◆ **Task prompt**
Please pull out every line of the listing below that contains the string "grille", copying each one in full.

>> start Data for this exercise

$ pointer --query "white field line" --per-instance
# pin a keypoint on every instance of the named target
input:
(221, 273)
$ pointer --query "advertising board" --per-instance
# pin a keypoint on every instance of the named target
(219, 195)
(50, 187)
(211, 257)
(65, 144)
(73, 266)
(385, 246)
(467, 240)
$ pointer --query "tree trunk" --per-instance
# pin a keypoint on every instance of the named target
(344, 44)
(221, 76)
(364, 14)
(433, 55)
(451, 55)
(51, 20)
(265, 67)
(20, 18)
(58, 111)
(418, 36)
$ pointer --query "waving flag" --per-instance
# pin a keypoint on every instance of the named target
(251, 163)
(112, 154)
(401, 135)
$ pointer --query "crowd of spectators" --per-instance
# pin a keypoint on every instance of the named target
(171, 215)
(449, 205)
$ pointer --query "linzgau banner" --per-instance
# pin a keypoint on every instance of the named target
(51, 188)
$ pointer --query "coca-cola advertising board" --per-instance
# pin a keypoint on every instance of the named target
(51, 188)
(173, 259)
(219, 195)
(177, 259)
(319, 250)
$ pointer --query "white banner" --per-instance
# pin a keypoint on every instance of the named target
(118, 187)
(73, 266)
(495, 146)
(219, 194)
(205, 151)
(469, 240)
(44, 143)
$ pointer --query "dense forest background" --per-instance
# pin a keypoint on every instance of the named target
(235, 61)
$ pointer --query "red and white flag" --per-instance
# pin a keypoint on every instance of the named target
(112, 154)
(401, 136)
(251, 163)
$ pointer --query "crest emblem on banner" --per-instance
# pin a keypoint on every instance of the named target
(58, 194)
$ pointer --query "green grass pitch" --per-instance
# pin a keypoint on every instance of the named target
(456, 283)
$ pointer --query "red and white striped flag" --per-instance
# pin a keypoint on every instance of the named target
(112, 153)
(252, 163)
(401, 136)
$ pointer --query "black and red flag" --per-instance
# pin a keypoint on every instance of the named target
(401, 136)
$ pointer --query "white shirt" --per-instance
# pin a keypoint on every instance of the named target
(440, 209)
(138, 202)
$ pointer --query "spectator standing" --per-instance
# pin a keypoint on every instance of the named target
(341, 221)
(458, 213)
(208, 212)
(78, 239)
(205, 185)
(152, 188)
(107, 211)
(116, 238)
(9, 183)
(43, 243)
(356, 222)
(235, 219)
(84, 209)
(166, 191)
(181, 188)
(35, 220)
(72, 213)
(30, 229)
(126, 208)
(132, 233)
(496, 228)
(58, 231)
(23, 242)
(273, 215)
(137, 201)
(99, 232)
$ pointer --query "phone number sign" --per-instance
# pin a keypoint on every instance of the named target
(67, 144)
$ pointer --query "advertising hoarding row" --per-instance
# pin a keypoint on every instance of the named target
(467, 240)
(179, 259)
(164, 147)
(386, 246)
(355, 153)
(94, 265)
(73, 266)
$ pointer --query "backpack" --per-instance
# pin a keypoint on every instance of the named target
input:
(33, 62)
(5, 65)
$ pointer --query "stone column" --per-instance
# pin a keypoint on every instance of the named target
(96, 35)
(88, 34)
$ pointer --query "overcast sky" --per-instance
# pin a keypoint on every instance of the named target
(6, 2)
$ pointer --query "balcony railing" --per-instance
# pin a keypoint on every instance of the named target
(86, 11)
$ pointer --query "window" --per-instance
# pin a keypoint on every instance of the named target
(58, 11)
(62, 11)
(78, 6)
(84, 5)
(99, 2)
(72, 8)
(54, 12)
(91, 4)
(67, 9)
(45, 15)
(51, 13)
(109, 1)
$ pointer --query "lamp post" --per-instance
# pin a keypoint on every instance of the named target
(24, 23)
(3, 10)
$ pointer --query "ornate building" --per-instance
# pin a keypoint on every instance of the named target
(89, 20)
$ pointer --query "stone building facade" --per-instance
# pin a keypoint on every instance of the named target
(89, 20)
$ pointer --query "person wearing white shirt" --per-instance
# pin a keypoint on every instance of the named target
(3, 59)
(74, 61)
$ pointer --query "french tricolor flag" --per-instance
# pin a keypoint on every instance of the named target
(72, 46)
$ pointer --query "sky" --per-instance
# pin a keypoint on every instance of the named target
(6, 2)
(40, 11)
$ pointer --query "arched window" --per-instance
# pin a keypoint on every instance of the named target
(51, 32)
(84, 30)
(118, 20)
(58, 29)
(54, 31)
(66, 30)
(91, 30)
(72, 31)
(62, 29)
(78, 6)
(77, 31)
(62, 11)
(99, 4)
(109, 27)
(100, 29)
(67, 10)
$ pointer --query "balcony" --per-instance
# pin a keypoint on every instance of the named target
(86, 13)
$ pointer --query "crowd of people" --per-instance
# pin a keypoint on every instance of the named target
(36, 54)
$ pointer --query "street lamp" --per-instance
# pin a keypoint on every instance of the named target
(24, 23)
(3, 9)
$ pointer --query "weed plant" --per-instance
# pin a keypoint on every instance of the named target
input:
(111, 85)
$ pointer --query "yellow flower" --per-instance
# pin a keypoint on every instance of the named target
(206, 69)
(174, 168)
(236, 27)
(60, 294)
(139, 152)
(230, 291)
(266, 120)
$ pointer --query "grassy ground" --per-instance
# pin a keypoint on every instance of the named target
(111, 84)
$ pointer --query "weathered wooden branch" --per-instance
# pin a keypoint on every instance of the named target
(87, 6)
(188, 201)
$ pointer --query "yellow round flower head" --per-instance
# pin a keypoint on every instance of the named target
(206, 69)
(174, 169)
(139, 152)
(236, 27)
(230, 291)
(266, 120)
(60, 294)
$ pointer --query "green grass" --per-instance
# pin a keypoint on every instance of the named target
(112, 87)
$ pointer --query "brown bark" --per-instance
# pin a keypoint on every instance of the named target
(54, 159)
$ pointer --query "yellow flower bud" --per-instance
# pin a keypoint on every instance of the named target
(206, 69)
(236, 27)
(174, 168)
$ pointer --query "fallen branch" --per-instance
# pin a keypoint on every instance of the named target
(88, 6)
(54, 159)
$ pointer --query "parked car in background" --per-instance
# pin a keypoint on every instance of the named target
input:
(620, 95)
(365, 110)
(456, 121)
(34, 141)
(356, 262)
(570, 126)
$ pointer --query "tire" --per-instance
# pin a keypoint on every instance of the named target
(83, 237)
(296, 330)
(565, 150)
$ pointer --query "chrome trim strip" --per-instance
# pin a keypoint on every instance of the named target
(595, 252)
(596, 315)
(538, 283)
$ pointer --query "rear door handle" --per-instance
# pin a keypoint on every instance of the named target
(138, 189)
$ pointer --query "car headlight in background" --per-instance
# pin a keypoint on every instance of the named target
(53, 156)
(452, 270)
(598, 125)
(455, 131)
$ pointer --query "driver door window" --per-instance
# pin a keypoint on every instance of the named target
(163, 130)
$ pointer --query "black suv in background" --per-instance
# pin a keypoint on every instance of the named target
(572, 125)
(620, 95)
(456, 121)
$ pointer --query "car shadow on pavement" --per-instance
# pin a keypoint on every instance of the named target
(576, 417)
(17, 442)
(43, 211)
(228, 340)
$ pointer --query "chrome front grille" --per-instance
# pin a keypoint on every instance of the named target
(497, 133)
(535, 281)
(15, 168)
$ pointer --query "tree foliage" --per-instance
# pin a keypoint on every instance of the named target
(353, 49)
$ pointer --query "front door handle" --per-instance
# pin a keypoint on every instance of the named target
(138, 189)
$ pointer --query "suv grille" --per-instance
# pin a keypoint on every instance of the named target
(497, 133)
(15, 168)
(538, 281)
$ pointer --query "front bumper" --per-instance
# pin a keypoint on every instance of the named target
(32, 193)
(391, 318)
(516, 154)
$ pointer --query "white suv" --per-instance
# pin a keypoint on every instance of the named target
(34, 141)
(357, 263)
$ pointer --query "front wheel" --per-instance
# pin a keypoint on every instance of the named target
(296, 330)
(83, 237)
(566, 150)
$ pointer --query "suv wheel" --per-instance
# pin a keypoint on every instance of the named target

>> end Data for this exercise

◆ **Task result**
$ pointer --query "chrome front grille" --per-instance
$ pointer --query "suv grille" --per-instance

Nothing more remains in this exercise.